Извлечённый текст:
────────────────────

Я не придала значения этим словам. Потом стало не до разбирательств. Мама заболела. Я вернулась из института и нашла маму лежащей на полу, у нее были синие губы. Я вызвала скорую. Один из врачей заметил пустой пузырек от таблеток. Две таблетки валялись на полу. Потом выяснилось, что она действительно приняла таблетки. Маме промыли желудок, понаблюдали и отпустили домой.
Как-то ночью я пошла в туалет. Услышала возню в комнате родителей. Там был скрип — так скрипела боковая створка окна. Дверь в родительскую комнату была приоткрыта, я увидела, как отец оттаскивает маму от открытого окна… После той ночи я заметила, что все наши окна заклеены скотчем в 3−4 слоя. Папа взял отпуск. Уходил, только когда я была дома и требовал, чтобы я посматривала за мамой. Я спросила: в чем дело? Папа ответил: «Если она выпьет — умереть может, у нее проблемы с печенью».

────────────────────

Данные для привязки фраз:

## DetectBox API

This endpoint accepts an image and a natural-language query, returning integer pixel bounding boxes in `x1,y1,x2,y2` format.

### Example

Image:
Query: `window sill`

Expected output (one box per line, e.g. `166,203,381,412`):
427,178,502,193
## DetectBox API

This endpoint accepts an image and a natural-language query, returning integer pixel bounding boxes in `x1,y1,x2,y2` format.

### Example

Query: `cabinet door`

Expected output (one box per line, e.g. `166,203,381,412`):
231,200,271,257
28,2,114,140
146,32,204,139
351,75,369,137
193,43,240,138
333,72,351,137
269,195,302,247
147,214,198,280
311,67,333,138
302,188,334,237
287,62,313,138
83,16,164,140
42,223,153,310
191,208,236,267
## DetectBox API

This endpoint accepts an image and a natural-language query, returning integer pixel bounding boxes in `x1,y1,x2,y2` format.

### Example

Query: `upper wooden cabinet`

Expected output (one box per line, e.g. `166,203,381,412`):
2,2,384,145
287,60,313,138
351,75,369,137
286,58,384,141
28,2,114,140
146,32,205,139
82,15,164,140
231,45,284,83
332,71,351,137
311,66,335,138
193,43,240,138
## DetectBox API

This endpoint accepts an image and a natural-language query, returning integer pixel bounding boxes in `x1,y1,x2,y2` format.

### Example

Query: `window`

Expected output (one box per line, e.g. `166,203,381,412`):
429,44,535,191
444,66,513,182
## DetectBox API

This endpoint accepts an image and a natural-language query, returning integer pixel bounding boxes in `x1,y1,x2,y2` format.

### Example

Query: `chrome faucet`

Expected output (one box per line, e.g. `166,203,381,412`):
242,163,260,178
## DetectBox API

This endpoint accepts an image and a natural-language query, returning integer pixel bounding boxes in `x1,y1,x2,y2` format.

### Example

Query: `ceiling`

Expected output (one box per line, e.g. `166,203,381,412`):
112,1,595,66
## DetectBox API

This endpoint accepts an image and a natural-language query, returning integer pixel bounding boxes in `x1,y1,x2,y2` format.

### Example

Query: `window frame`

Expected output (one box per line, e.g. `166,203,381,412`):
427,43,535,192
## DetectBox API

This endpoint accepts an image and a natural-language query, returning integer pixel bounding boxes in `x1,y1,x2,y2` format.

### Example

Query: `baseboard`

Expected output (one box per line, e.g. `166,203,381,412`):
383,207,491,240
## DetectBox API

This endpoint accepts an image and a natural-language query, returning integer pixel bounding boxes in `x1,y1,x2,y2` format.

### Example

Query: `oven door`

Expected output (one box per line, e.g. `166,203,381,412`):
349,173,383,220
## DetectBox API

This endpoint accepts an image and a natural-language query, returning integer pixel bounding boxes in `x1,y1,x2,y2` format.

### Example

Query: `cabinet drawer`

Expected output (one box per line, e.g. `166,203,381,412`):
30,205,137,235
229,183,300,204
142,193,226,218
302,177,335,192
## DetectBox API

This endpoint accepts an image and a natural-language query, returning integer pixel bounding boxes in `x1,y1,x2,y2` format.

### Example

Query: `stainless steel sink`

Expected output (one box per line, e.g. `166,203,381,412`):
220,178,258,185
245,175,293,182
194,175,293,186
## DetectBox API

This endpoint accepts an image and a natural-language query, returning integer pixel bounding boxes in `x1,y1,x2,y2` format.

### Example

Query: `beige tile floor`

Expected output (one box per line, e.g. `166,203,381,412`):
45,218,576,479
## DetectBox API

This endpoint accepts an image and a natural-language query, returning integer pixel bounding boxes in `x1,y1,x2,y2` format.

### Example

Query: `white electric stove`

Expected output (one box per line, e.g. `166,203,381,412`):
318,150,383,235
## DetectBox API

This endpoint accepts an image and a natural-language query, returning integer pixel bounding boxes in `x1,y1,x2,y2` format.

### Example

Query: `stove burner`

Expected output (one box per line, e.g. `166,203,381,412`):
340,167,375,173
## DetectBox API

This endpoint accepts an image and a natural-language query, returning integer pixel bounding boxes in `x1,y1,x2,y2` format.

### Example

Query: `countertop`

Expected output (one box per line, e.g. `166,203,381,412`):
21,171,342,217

────────────────────

Задание A:
Можете отредактировать отрывок рассказа о болезни мамы от «Я не придала» до «и отпустили домой.» включительно, заменив «скорую» на «неотложку»?
Задание B:
Продолжите рассказ о болезни мамы, начав сразу после его последней фразы.

Ответ A:
Я не придала значения этим словам. Потом стало не до разбирательств. Мама заболела. Я вернулась из института и нашла маму лежащей на полу, у нее были синие губы. Я вызвала неотложку. Один из врачей заметил пустой пузырек от таблеток. Две таблетки валялись на полу. Потом выяснилось, что она действительно приняла таблетки. Маме промыли желудок, понаблюдали и отпустили домой.

Ответ B:
Но однажды я уснула: почти не спала две ночи до этого — тяжелый экзамен и вот вырубилась, отстрелявшись. Проснулась, сразу поняла, что что-то не так. Дома мамы не было. Я обошла наш район, обратила внимание на то, что у дороги толпится народ. Все это видели. Мама вышла на проезжую часть. Никто ее в спину не толкал. Погибла на месте. Это было самое шокирующее событие в моей жизни. Соседи не дали мне ее увидеть. Потом ездил на опознание мой отец…
Я винила себя, что не уследила. Потом я попыталась переложить вину на отца, который постоянно третировал ее. При первой же возможности я съехала.
Эта ситуация постоянно сидела в голове. Каждый раз, заводя отношения, я понимала, как это может обернуться. Я не притрагивалась к алкоголю, боясь, что меня затянет.
Женский алкоголизм — вещь страшная. У меня в жизни не было мужчин, с которыми мне хотелось бы разделить свой жизненный путь.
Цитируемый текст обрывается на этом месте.